Pictures are to be left out, and the rest of the records reproduced exactly.

DATASET CONTENT Block Start

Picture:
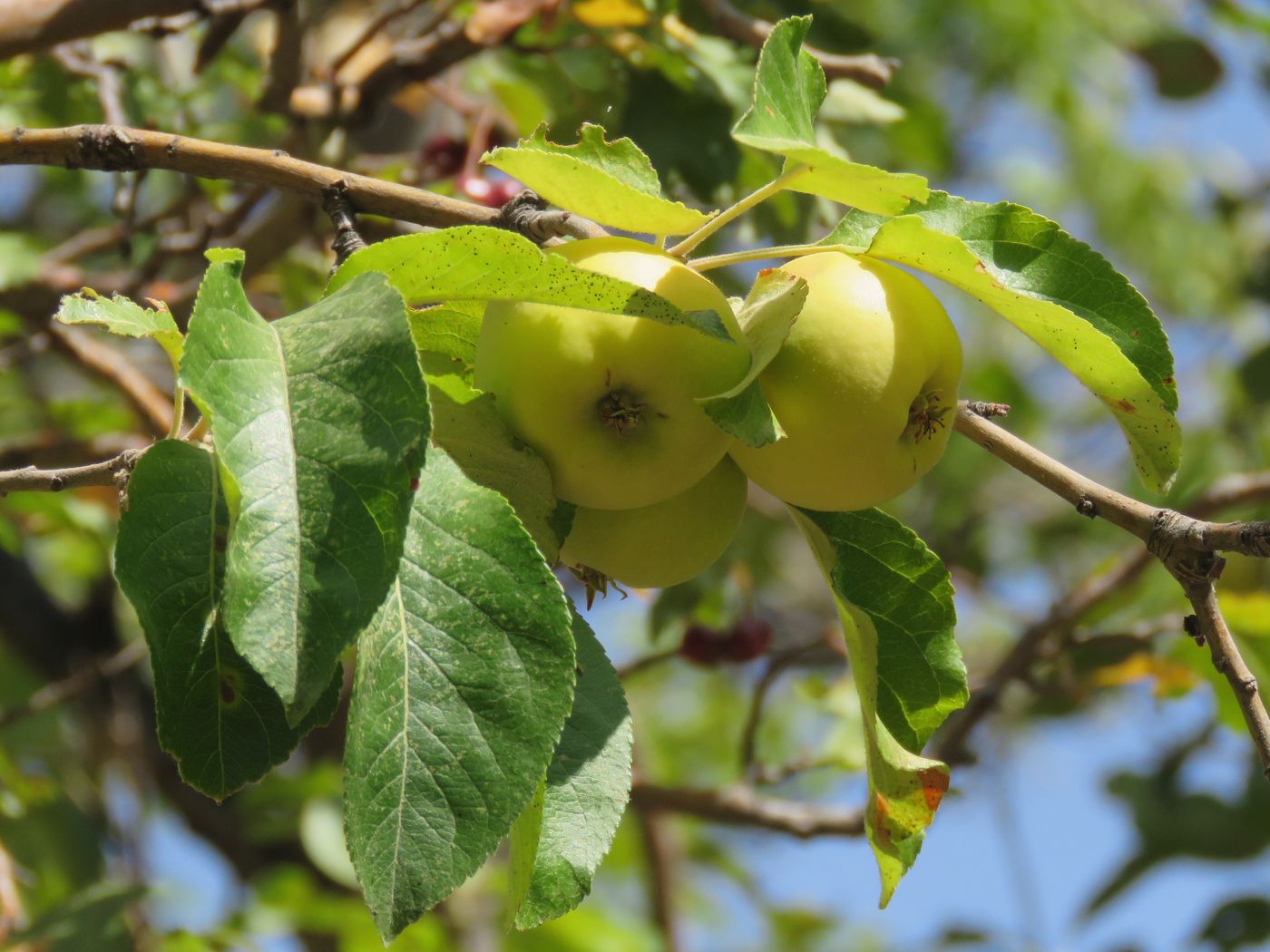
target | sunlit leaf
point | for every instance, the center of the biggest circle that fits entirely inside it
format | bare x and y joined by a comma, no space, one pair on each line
789,88
216,716
612,183
1056,289
894,598
562,835
124,317
765,317
476,263
464,682
320,423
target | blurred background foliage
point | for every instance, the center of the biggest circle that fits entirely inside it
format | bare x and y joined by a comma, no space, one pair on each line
1110,802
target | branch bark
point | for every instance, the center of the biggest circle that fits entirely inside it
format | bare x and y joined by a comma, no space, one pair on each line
29,25
103,473
118,149
740,806
1184,545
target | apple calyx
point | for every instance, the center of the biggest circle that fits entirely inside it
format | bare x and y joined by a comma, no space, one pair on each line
620,410
926,416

DATASET CONTENT Block End

▶ **FINAL ANSWER**
Picture:
target | sunlit leaf
point | for every instance, the center of the biggest circle that fits entirely inside it
format | bare x and y joined by a comma, no space, one pair on each line
789,88
216,716
612,183
1056,289
894,598
562,835
124,317
765,317
476,263
464,682
320,423
target | blurred background foliage
point | for every instance, the center of the biggest circle that fits entirely inside it
format | bare x and y joined by a comma, no space, one pair on each line
1110,802
target | branch bark
point | for every instance, the center of the biggest circle that fits entirely inside it
format | bare x and y joined by a comma, no space, one pair on each line
29,25
103,473
118,149
740,806
1184,545
target | apple calyx
point | for every instance, the center of the biggest circle that fits entirely inside it
format | bare x and y joined by a comma, no space, one pair on each line
620,410
926,416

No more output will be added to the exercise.